ESTRATTO DELLA PAGINA:
Dalla labirintica Altamura, con i suoi claustri, piccoli cortili in cui spesso vengono ancora allestite edicole votive, e che si aprono improvvisamente tra gli stretti vicoli, riprendiamo il cammino in direzione di Taranto.

Il nostro percorso che segue quello dello scrittore, che è diventato la nostra guida sulla via Appia, prosegue tra le terre a cavallo tra Puglia e Basilicata. Dopo aver attraversato i comuni di Laterza e Castellaneta, si comincia finalmente a intravedere il mare Jonio e purtroppo anche l’Ilva, l’enorme stabilimento siderurgico che sorge alle porte di Taranto.

Così racconta il suo arrivo nella città Paolo Rumiz:

[…] oltre una distesa di agrumeti, al termine di un lungo piano inclinato, appare la striscia cobalto dello Jonio, il più greco dei mari. E, poco a sinistra, sotto una massa di nubi portatrici di pioggia, un’altra visione. Inquietante. Una cresta dentata che fuma, come quella di uno stegosauro, trapassata dai fulmini, immensa eppur lontanissima. L’Ilva.

Ci aspetta sornione, a fauci spalancate, in fondo alla nostra strada. Si è disteso apposta sul cammino dell’Appia Antica col corpo smisurato e la pancia abitata dal fuoco perenne. Tra noi e Taranto è l’ultimo ostacolo. Un passaggio obbligato, come la Sfinge dei Greci, come il Maligno appostato sui ponti delle fiabe. (P. Rumiz, Appia)

Anche il viaggiatore che sta seguendo questo itinerario, prima di poter apprezzare le bellezze del capoluogo jonico, dovrà superare la «Sfinge», oltrepassare la coltre di fumi che avvolge la città, che un tempo era il capolinea della via Appia, prima che Brindisi ne diventasse il terminale. Con ogni probabilità dovrà aggirare le palazzine rossicce abbandonate del rione Tamburi, dove alloggiavano gli operai dello stabilimento siderurgico che, da miraggio di sviluppo e benessere, si è presto rivelato un pericolosissimo incubo per la popolazione e per l’ambiente. Ma Taranto non è solo l’Ilva. La città, con la sua scenografica posizione su un’insenatura naturale di acque ancora cristalline, potrà stupire il viaggiatore, come stupì Rumiz che scrive:

Ma ecco Taranto Vecchia, aggrappata all’isolotto che fa da intercapedine tra il Mar Grande e il Mar Piccolo. Reti colorate alla greca, odore di pescheria di una volta, vicoli più autentici che a Sorrento, popolane sfrontate, case che il tempo ha lasciato invecchiare in pace. […] Sul lato della città nuova, due poderose colonne doriche, di gran lunga anteriori alla tracciatura dell’Appia, snobbano il presente voltando le spalle all’acciaieria e dicono che la storia di Taranto che conta è tutta anteriore al dominio romano. Taranto significa una grande epopea ignorata. (P. Rumiz, Appia)

CONSEGNA A:
Raccolga dall'elenco sottostante tutte le righe in cui compare la parola "concrete" e le trascriva senza alcuna modifica.

ELENCO DI RIFERIMENTO:

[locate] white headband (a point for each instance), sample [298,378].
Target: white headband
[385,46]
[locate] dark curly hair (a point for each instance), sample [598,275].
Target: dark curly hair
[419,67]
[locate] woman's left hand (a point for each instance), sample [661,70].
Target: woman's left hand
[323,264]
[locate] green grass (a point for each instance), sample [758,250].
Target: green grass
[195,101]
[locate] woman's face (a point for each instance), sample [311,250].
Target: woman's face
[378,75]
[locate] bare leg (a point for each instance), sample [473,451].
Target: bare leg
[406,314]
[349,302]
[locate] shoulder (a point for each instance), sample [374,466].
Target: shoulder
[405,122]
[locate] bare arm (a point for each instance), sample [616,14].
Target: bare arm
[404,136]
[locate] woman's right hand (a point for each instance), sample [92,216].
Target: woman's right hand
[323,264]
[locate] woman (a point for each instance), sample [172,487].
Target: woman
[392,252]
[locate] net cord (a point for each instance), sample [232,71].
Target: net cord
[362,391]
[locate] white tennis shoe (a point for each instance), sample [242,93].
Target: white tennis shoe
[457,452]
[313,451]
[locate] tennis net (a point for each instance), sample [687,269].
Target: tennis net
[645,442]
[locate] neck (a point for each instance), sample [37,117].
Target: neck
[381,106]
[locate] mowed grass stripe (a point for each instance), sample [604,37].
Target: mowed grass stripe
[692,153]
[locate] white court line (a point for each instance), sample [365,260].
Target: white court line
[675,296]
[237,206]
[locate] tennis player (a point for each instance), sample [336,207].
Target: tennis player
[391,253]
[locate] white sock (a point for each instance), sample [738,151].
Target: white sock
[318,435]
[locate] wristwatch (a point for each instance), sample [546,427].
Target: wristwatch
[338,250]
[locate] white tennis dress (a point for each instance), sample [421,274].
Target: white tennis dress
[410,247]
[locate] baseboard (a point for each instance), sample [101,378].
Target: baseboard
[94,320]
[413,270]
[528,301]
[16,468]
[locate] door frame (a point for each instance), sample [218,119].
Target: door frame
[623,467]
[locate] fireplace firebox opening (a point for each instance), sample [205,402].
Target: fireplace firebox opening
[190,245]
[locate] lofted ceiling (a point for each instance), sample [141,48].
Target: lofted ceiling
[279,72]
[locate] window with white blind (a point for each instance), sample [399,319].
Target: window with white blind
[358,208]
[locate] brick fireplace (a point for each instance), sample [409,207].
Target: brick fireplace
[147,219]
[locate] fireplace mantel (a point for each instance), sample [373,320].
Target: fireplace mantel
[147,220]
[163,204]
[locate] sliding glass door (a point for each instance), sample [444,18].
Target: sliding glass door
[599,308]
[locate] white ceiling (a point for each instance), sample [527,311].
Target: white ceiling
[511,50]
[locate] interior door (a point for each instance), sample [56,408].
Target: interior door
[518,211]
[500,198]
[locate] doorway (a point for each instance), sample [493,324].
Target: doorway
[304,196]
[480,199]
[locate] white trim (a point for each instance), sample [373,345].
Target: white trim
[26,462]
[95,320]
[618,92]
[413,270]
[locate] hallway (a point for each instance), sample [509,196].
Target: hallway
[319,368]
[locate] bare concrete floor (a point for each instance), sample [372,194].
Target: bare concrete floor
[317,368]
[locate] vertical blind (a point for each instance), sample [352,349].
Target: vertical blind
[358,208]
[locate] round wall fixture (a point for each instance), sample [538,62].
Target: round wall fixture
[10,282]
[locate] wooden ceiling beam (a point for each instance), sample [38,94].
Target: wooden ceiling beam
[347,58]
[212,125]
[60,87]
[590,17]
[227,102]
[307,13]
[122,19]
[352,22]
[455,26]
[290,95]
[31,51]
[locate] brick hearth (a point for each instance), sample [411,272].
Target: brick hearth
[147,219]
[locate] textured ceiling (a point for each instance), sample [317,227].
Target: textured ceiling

CONSEGNA B:
Aggiorni il brano su Taranto da "Il nostro percorso" a "porte di Taranto.", sostituendo "percorso" con "itinerario".

SOLUZIONE SVOLTA A:
[locate] bare concrete floor (a point for each instance), sample [372,194].
Target: bare concrete floor

SOLUZIONE SVOLTA B:
Il nostro itinerario che segue quello dello scrittore, che è diventato la nostra guida sulla via Appia, prosegue tra le terre a cavallo tra Puglia e Basilicata. Dopo aver attraversato i comuni di Laterza e Castellaneta, si comincia finalmente a intravedere il mare Jonio e purtroppo anche l’Ilva, l’enorme stabilimento siderurgico che sorge alle porte di Taranto.